EXERCISE DIRECTIONS: Show each line of the records below that contains the word "court", copying each such line in full. Case counts.

THE DATA:
%%
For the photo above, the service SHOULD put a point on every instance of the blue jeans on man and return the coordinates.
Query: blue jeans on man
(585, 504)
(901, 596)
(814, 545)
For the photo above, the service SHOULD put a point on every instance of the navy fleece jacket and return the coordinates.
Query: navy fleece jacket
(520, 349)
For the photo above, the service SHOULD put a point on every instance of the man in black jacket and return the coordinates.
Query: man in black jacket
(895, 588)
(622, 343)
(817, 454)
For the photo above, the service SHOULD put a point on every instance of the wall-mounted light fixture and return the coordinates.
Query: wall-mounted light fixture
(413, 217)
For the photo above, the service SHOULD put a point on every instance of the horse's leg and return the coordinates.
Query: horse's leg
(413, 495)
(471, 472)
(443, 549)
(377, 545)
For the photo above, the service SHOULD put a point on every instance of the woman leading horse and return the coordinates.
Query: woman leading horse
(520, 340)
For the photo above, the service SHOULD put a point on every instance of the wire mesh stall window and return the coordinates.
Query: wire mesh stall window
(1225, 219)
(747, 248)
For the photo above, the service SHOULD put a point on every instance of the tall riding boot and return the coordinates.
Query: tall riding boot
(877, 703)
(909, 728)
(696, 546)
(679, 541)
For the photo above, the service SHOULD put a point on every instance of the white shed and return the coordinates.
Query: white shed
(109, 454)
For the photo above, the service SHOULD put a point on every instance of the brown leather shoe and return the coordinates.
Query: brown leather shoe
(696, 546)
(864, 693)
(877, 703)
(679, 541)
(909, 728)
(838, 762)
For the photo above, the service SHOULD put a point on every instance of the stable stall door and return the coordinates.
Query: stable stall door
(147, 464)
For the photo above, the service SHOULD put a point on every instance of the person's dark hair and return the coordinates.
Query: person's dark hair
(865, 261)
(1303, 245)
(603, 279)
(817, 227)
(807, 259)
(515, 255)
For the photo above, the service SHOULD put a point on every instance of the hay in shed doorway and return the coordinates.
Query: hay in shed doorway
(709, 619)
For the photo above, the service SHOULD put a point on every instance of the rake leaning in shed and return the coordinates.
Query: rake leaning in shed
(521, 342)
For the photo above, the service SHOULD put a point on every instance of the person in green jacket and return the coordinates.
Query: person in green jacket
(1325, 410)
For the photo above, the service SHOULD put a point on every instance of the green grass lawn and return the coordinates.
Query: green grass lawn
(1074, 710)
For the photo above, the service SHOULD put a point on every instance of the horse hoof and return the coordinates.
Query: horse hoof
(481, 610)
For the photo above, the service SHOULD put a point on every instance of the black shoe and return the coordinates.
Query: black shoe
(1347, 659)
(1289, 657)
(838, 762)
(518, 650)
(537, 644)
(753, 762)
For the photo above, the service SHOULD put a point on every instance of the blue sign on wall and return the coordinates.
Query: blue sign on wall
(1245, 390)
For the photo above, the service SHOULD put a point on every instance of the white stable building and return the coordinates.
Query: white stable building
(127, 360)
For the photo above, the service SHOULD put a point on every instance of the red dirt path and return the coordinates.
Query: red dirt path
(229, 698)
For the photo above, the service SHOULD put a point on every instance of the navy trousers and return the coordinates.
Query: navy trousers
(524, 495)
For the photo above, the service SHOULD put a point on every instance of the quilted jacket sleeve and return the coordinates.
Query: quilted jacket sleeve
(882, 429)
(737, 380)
%%
%%
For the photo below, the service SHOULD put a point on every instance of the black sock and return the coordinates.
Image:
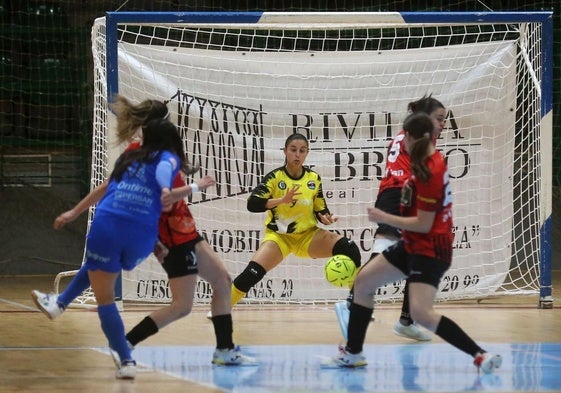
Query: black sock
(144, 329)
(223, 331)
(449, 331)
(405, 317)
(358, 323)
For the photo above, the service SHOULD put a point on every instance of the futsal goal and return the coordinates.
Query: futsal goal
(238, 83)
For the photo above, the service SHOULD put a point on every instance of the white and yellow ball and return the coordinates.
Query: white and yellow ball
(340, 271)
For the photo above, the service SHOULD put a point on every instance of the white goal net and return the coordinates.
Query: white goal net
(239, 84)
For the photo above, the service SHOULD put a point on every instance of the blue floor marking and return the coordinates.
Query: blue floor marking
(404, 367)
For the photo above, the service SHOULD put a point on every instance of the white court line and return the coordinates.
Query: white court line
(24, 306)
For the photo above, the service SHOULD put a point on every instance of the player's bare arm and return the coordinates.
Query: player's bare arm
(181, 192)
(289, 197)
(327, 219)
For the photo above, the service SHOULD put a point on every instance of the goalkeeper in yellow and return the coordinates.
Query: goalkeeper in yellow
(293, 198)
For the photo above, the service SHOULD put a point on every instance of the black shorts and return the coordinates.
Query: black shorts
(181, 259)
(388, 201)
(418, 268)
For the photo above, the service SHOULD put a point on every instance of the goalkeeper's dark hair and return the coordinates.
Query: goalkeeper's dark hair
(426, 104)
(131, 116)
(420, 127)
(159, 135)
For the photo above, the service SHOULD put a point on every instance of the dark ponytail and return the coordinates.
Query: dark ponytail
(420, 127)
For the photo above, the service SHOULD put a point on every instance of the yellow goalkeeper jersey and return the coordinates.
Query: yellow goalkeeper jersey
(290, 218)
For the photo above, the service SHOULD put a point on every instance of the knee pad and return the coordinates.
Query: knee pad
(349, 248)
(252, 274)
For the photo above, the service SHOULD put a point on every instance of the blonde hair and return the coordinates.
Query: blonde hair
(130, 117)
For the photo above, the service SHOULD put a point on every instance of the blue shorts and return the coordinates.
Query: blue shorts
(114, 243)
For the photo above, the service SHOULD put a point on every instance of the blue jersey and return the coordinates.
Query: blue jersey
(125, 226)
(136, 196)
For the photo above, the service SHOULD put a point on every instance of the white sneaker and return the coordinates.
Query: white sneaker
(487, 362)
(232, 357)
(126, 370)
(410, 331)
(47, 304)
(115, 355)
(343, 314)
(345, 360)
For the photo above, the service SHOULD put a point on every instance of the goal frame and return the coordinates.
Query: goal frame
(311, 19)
%%
%%
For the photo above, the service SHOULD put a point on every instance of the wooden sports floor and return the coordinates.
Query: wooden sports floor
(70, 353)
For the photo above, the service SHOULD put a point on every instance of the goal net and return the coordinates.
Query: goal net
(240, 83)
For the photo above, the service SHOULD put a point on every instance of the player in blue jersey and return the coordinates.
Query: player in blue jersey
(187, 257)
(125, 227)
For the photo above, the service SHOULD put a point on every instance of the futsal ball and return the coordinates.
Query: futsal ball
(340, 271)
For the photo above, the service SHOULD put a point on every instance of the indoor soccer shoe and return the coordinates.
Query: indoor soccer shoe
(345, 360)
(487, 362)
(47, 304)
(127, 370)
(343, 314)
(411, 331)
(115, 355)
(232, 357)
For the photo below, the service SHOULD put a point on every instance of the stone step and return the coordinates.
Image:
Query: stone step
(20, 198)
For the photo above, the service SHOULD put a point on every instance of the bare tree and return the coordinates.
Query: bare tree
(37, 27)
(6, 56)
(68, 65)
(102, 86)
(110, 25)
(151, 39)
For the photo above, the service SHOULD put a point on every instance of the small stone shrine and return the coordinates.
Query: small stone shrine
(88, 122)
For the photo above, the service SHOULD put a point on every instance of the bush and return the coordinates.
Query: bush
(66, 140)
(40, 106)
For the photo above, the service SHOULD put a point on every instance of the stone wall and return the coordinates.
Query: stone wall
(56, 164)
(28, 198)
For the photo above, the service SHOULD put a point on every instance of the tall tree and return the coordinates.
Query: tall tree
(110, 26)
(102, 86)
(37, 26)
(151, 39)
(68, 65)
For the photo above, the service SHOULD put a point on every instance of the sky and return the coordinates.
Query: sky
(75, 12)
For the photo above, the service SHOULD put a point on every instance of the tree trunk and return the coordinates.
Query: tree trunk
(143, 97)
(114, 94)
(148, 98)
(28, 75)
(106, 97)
%%
FULL OUTPUT:
For the photo above, the service SHOULD put a point on every instance of the white court line and return the coordinates.
Query: white court line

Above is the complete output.